== RECORDS SHOWN ==

☆ ☆ ☆ ☆

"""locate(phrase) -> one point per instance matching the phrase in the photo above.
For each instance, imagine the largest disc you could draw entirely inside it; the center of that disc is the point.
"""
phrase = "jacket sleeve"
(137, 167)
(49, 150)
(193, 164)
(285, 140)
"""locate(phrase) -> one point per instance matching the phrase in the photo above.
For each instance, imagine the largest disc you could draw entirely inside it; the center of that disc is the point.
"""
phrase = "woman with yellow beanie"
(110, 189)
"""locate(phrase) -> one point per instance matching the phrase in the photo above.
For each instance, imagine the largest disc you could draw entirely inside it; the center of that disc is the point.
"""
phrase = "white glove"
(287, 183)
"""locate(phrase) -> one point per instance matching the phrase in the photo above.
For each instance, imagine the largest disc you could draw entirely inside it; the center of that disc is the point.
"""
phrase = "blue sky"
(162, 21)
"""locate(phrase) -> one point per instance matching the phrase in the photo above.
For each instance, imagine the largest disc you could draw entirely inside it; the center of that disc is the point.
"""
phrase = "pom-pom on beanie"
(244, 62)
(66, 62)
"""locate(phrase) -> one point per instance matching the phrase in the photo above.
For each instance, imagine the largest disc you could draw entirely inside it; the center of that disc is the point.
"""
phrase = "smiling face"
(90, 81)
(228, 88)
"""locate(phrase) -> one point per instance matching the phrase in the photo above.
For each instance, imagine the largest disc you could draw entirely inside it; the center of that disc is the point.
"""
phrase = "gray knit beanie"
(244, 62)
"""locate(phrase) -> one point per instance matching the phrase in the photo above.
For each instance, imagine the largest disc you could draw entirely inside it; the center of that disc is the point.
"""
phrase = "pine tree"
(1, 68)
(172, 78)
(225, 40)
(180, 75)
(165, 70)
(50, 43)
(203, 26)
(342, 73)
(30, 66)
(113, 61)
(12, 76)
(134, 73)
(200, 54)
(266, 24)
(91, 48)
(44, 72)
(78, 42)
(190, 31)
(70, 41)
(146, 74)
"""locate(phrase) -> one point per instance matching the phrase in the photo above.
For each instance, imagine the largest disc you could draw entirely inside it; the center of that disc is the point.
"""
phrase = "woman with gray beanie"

☆ ☆ ☆ ☆

== TASK BRIEF ==
Each record must be returned exactly as it is written.

== FINAL RESULT ==
"""locate(phrase) -> one point per instance matching the phrase in the photo above.
For each instance, imagine the largest disc you could draw entirely inside it; the center of that disc is the point.
"""
phrase = "jacket sleeve"
(137, 167)
(49, 150)
(193, 164)
(285, 140)
"""locate(phrase) -> one point per instance matching the phrase in the photo above.
For each instance, imagine the largest disc you could draw entirely inside it; the center of that disc is the point.
"""
phrase = "woman with yellow beanie"
(110, 189)
"""locate(phrase) -> one point per instance matching the phrase in the photo above.
For each instance, imagine the largest disc you could draw entirely inside it; the center of that disc is the point.
"""
phrase = "white glove"
(287, 183)
"""locate(phrase) -> one point per instance matching the phrase in the photo above.
For each instance, imagine the largest disc you could draw entirely inside it; the center of that disc is the point.
"""
phrase = "blue sky"
(162, 21)
"""locate(phrase) -> one point per instance matching the phrase in the photo above.
For each instance, imagine the largest disc you could draw entirely inside it; the center of that disc is the point.
"""
phrase = "pom-pom on beanie"
(244, 62)
(66, 62)
"""locate(phrase) -> one point per instance matching the phrase in the photo above.
For each instance, imagine the largest disc you could draw entirely inside it; the center of that disc is the point.
"""
phrase = "smiling face"
(90, 81)
(228, 88)
"""locate(phrase) -> one point per instance matching the phrase in the photo above.
For each instance, imagine the largest disc you could draw entirely inside it; the center of that disc is the point.
"""
phrase = "gray knit beanie"
(244, 62)
"""locate(phrase) -> one point per instance matching the phrase in the photo above.
For each instance, imagine the largest disc you could draw entirely inside it; the center of that disc is the point.
"""
phrase = "pine tree"
(1, 68)
(172, 78)
(225, 40)
(180, 75)
(165, 70)
(50, 43)
(203, 26)
(342, 73)
(30, 66)
(113, 61)
(12, 76)
(134, 73)
(200, 54)
(266, 24)
(91, 48)
(44, 72)
(78, 42)
(190, 31)
(70, 41)
(146, 74)
"""locate(phrase) -> one point per instance matching the phrase in the photo above.
For each instance, imagine the largest disc you could draw entirely inside it; the center of that disc is the point.
"""
phrase = "woman with gray beanie"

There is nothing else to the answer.